— Begin Input records —

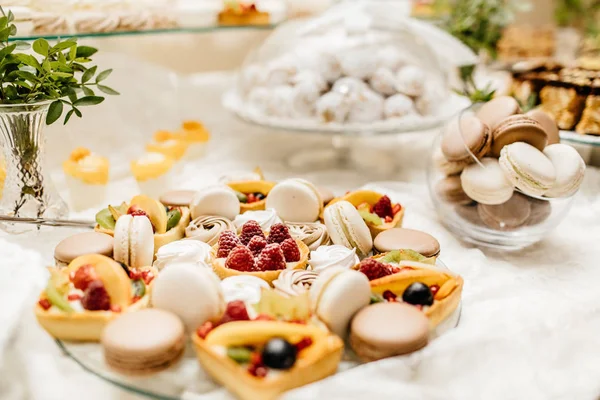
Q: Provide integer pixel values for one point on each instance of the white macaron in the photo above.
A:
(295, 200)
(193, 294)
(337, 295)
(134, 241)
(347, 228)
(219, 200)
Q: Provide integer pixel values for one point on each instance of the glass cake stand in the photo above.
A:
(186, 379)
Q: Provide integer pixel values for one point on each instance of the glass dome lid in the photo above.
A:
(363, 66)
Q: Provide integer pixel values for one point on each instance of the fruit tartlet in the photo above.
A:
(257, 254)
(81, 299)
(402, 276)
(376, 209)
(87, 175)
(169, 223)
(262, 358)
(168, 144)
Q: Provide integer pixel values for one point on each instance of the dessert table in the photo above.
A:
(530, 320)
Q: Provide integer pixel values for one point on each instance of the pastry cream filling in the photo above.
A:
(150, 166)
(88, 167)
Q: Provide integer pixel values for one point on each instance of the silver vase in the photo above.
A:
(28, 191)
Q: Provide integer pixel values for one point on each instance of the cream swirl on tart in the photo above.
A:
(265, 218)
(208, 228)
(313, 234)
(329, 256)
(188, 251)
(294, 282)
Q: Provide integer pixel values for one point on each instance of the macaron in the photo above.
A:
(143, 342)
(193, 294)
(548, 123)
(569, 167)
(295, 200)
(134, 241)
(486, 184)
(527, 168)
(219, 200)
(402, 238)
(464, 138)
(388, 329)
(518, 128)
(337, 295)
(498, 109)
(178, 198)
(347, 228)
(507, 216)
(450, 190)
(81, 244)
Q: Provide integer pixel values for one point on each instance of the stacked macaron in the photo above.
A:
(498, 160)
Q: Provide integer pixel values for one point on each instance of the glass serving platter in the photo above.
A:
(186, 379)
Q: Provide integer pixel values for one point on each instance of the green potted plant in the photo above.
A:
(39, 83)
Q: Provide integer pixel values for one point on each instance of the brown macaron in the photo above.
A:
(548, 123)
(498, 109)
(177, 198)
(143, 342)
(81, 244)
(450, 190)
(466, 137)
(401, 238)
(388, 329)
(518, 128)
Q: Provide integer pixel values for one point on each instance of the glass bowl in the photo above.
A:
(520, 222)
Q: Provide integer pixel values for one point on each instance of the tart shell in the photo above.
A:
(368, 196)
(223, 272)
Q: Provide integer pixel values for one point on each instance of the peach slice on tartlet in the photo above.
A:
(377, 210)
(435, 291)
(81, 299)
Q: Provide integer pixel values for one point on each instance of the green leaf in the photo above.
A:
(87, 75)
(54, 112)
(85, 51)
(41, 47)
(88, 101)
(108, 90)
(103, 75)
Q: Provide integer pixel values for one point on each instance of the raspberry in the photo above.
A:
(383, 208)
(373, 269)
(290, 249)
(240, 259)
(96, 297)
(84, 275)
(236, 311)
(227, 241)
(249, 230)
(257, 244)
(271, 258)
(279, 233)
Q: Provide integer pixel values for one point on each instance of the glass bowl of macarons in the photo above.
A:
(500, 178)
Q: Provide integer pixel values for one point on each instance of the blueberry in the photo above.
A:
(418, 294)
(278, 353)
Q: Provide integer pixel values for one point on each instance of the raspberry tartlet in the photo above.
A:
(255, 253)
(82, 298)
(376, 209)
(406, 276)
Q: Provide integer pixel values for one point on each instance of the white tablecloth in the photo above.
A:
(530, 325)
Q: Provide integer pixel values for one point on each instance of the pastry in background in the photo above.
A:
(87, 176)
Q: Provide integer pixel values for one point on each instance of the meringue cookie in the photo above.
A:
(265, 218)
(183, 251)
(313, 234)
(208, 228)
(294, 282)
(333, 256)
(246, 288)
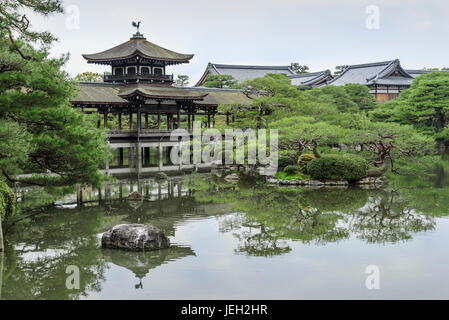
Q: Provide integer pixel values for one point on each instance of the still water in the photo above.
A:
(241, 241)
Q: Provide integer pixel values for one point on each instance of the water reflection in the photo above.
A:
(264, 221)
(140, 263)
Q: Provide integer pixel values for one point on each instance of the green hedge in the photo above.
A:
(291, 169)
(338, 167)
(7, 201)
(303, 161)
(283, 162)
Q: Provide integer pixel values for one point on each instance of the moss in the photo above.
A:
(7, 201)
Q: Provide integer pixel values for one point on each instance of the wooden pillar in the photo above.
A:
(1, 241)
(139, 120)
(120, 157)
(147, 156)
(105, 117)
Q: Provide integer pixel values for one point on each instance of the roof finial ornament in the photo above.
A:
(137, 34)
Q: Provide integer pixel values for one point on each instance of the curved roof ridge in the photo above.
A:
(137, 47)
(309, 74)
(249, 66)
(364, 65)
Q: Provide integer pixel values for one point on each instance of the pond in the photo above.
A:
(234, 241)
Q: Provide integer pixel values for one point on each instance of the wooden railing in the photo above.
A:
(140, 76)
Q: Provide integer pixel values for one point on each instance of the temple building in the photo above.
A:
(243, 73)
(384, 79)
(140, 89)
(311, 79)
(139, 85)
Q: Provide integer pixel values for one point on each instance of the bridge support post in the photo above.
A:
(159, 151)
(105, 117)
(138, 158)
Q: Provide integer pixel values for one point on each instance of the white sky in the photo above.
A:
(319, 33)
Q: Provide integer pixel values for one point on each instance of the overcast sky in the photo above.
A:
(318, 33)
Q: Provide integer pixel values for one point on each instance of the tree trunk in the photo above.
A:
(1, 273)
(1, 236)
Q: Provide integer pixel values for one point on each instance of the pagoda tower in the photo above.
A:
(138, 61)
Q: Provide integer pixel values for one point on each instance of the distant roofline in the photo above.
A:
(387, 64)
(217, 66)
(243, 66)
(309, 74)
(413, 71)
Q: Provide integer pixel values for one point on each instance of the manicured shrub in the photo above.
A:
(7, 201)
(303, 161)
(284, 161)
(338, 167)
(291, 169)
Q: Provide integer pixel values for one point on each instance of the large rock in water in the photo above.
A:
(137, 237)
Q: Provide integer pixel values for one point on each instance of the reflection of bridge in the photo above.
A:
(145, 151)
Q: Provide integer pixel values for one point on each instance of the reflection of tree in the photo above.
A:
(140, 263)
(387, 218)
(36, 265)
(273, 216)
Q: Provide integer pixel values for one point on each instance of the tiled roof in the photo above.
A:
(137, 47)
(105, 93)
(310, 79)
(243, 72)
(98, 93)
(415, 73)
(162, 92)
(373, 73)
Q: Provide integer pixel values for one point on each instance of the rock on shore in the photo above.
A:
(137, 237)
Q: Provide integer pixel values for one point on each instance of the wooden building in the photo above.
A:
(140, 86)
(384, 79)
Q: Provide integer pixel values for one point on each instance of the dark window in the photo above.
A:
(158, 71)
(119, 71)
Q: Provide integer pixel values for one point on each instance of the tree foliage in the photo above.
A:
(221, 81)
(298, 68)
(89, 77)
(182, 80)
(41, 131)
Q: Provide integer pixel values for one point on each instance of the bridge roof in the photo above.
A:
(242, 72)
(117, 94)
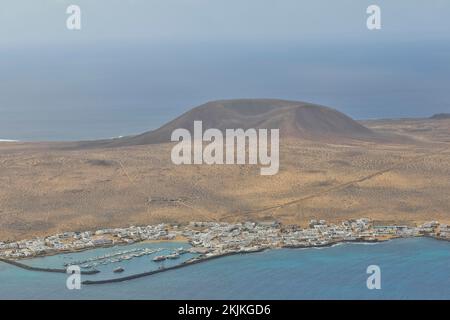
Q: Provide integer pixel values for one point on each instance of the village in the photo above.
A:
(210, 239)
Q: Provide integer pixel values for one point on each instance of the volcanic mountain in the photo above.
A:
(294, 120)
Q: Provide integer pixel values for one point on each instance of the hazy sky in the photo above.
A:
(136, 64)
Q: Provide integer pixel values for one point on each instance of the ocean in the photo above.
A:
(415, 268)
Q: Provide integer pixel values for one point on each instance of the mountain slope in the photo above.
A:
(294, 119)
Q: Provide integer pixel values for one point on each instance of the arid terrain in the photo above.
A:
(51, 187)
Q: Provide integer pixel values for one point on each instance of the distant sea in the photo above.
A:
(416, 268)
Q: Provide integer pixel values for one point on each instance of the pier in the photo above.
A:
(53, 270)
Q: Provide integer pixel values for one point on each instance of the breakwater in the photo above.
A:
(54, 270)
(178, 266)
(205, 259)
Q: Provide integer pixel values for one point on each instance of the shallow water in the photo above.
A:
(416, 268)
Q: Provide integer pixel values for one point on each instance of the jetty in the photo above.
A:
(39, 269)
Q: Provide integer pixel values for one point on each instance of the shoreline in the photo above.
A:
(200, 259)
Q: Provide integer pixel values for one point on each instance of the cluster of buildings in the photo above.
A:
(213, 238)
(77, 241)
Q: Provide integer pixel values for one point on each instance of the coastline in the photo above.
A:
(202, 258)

— End Input records —

Starting at the line that contains "slope in the photo above.", quote each remaining line of the entries above, unchanged.

Q: Provide integer pixel values for one point on each instance of the mountain slope in the photo above.
A:
(294, 119)
Q: Provide integer pixel values for one point on each instance of the arid terrain in the photo above.
A:
(51, 187)
Q: Provide integer pixel values for one point on each instance of the distant sea in the photo above.
A:
(416, 268)
Q: Provide integer pixel values for one point on each instance of the pier in the photo above.
A:
(53, 270)
Q: Provide integer pixel values for one point on each instance of the breakwater in the photo above.
A:
(54, 270)
(178, 266)
(205, 259)
Q: Provide integer pixel values for one point on each instance of the shallow water in the photo above.
A:
(416, 268)
Q: Provide integer pixel values for one point on each instance of the jetty in the photo above.
A:
(39, 269)
Q: Provide integer pixel values for one point on each instance of the shoreline in the photo above.
A:
(200, 259)
Q: Provide integer pixel values for one point on each instance of the cluster of buildings in the photo above.
A:
(213, 238)
(77, 241)
Q: Provide integer pixel values for one point on each instance of the coastline in the photo above.
A:
(202, 258)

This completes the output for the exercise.